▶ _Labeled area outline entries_
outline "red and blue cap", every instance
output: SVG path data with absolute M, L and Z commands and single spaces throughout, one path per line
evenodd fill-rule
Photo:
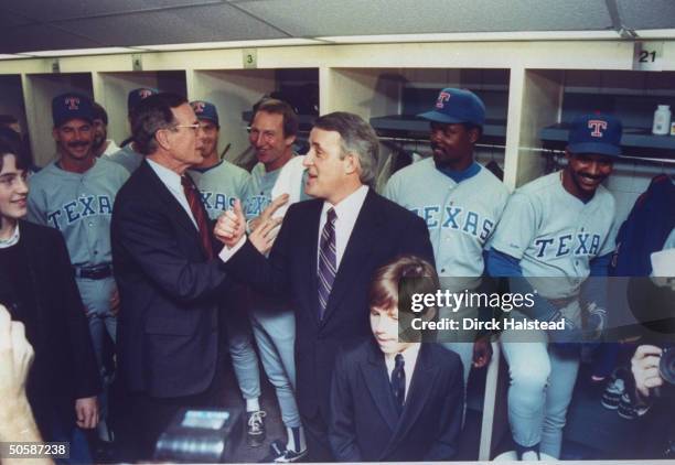
M 127 96 L 127 111 L 129 115 L 133 112 L 138 104 L 154 94 L 159 94 L 159 90 L 150 87 L 139 87 L 138 89 L 131 90 Z
M 571 122 L 567 150 L 571 153 L 619 156 L 622 132 L 623 125 L 611 115 L 583 115 Z
M 194 110 L 197 119 L 207 119 L 218 126 L 218 111 L 210 101 L 194 100 L 190 102 L 190 106 Z
M 72 119 L 83 119 L 92 122 L 94 120 L 94 108 L 89 97 L 77 94 L 61 94 L 52 99 L 52 119 L 54 128 Z
M 471 90 L 448 87 L 438 94 L 433 109 L 418 117 L 433 122 L 476 126 L 485 123 L 485 104 Z

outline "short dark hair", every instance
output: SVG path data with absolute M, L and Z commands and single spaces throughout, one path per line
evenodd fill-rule
M 344 159 L 347 153 L 358 155 L 361 182 L 371 186 L 375 183 L 379 159 L 379 140 L 371 125 L 358 115 L 335 111 L 319 117 L 314 121 L 314 128 L 338 132 L 342 138 L 340 158 Z
M 254 119 L 256 119 L 256 115 L 258 113 L 258 111 L 265 111 L 266 113 L 271 115 L 281 115 L 283 117 L 285 138 L 298 134 L 298 128 L 300 127 L 298 113 L 296 112 L 293 107 L 291 107 L 286 101 L 269 97 L 258 101 L 256 105 L 254 105 L 254 112 L 250 117 L 251 125 Z
M 151 155 L 158 149 L 154 134 L 160 129 L 175 125 L 172 108 L 188 104 L 183 96 L 159 93 L 141 100 L 131 115 L 131 137 L 136 148 L 143 155 Z
M 92 117 L 94 119 L 100 119 L 104 125 L 108 126 L 108 113 L 106 109 L 98 102 L 92 102 Z

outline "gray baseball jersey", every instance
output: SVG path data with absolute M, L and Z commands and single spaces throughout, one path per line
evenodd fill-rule
M 247 197 L 244 204 L 244 215 L 246 219 L 253 219 L 259 216 L 262 210 L 271 203 L 271 190 L 279 177 L 281 169 L 266 172 L 262 163 L 257 163 L 250 171 L 250 181 L 247 186 Z M 307 175 L 307 174 L 306 174 Z M 304 180 L 304 176 L 303 176 Z M 300 201 L 307 201 L 312 197 L 304 193 L 303 185 L 299 185 Z
M 113 153 L 108 160 L 121 164 L 129 173 L 133 173 L 143 162 L 143 155 L 131 149 L 131 144 L 128 143 L 119 149 L 119 151 Z
M 504 184 L 489 170 L 474 162 L 470 171 L 474 174 L 458 183 L 428 158 L 396 172 L 384 191 L 427 221 L 441 277 L 483 274 L 483 250 L 508 198 Z
M 250 174 L 226 160 L 206 170 L 190 170 L 190 176 L 202 194 L 211 219 L 233 207 L 236 198 L 242 203 L 246 199 Z
M 603 186 L 583 203 L 565 190 L 562 172 L 550 173 L 512 195 L 492 247 L 518 259 L 525 277 L 559 278 L 546 286 L 547 298 L 574 296 L 590 261 L 614 250 L 614 209 Z
M 51 162 L 30 181 L 29 219 L 61 230 L 77 267 L 110 263 L 110 218 L 117 192 L 129 173 L 96 159 L 85 173 Z

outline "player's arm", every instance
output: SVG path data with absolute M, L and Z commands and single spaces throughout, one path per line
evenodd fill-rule
M 330 397 L 329 441 L 339 462 L 361 462 L 361 451 L 354 425 L 354 393 L 350 386 L 347 366 L 343 354 L 339 354 L 333 370 Z M 383 392 L 383 394 L 386 394 Z

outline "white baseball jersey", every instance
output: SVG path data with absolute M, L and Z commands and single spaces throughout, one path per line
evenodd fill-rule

▶ _Task details_
Reproduce all of the rows above with "every instance" replaced by "all instances" everywhere and nothing else changed. Leave out the pictures.

▶ _Exercise output_
outline "red and blue cap", all instances
output: SVG path data with absolute M, L and Z commands and single spaces throughout, one path per line
evenodd fill-rule
Photo:
M 127 96 L 127 111 L 129 115 L 133 112 L 138 104 L 154 94 L 159 94 L 159 90 L 150 87 L 139 87 L 138 89 L 131 90 Z
M 571 122 L 567 150 L 571 153 L 619 156 L 622 132 L 623 125 L 611 115 L 583 115 Z
M 194 110 L 197 119 L 207 119 L 218 126 L 218 111 L 210 101 L 194 100 L 190 102 L 190 106 Z
M 72 119 L 83 119 L 92 122 L 94 120 L 94 108 L 89 97 L 77 94 L 61 94 L 52 99 L 52 119 L 54 128 Z
M 471 90 L 448 87 L 438 94 L 433 109 L 418 117 L 433 122 L 476 126 L 485 123 L 485 104 Z

outline "short dark hair", all instances
output: SVG path data with absolute M, L and Z commands and single spaces throughout, one path per line
evenodd fill-rule
M 344 159 L 347 153 L 358 155 L 361 182 L 371 186 L 375 183 L 379 159 L 379 140 L 371 125 L 358 115 L 335 111 L 319 117 L 314 121 L 314 128 L 338 132 L 342 138 L 340 158 Z
M 254 119 L 256 119 L 256 115 L 258 113 L 258 111 L 265 111 L 266 113 L 271 115 L 281 115 L 283 117 L 285 138 L 298 134 L 298 128 L 300 127 L 298 113 L 296 112 L 293 107 L 291 107 L 286 101 L 269 97 L 258 101 L 256 105 L 254 105 L 254 112 L 250 117 L 251 125 Z
M 151 155 L 158 149 L 154 134 L 160 129 L 175 125 L 172 108 L 188 104 L 183 96 L 159 93 L 141 100 L 131 115 L 131 137 L 136 148 L 143 155 Z
M 92 117 L 94 119 L 100 119 L 104 125 L 108 126 L 108 113 L 106 109 L 98 102 L 92 102 Z

outline "gray baseball jersey", all instances
output: SVG path data with absolute M, L and Z commands and single spaces throughout, one path per line
evenodd fill-rule
M 247 197 L 244 204 L 244 215 L 246 219 L 253 219 L 259 216 L 262 210 L 271 203 L 271 190 L 279 177 L 281 169 L 266 172 L 262 163 L 257 163 L 250 171 L 250 181 L 247 186 Z M 307 175 L 307 174 L 306 174 Z M 304 180 L 304 176 L 303 176 Z M 300 201 L 307 201 L 312 197 L 304 193 L 303 185 L 299 185 Z
M 113 153 L 108 160 L 121 164 L 129 173 L 133 173 L 143 162 L 143 155 L 131 149 L 131 144 L 128 143 L 119 149 L 119 151 Z
M 504 184 L 489 170 L 474 162 L 470 171 L 474 174 L 458 183 L 428 158 L 396 172 L 384 191 L 427 221 L 441 277 L 483 274 L 483 250 L 508 198 Z
M 250 174 L 226 160 L 206 170 L 190 170 L 190 176 L 202 194 L 211 219 L 233 207 L 236 198 L 242 203 L 246 199 Z
M 603 186 L 583 203 L 565 190 L 562 172 L 550 173 L 512 195 L 492 247 L 518 259 L 525 277 L 559 278 L 546 286 L 547 298 L 574 296 L 590 261 L 614 250 L 614 209 Z
M 51 162 L 30 181 L 29 219 L 61 230 L 77 267 L 110 263 L 110 218 L 117 192 L 129 173 L 96 159 L 85 173 Z

outline "player's arm", all instances
output: SVG path data with absolute M, L and Z commands and single spaces throughout, one path per line
evenodd fill-rule
M 330 397 L 329 441 L 339 462 L 361 462 L 361 451 L 354 425 L 354 393 L 350 386 L 347 366 L 343 354 L 339 354 L 333 370 Z M 383 392 L 383 394 L 386 394 Z

outline "white baseball jersey", all instances
output: SVG path data with absolute M, L and Z commands and single spaces throughout, one path per line
evenodd fill-rule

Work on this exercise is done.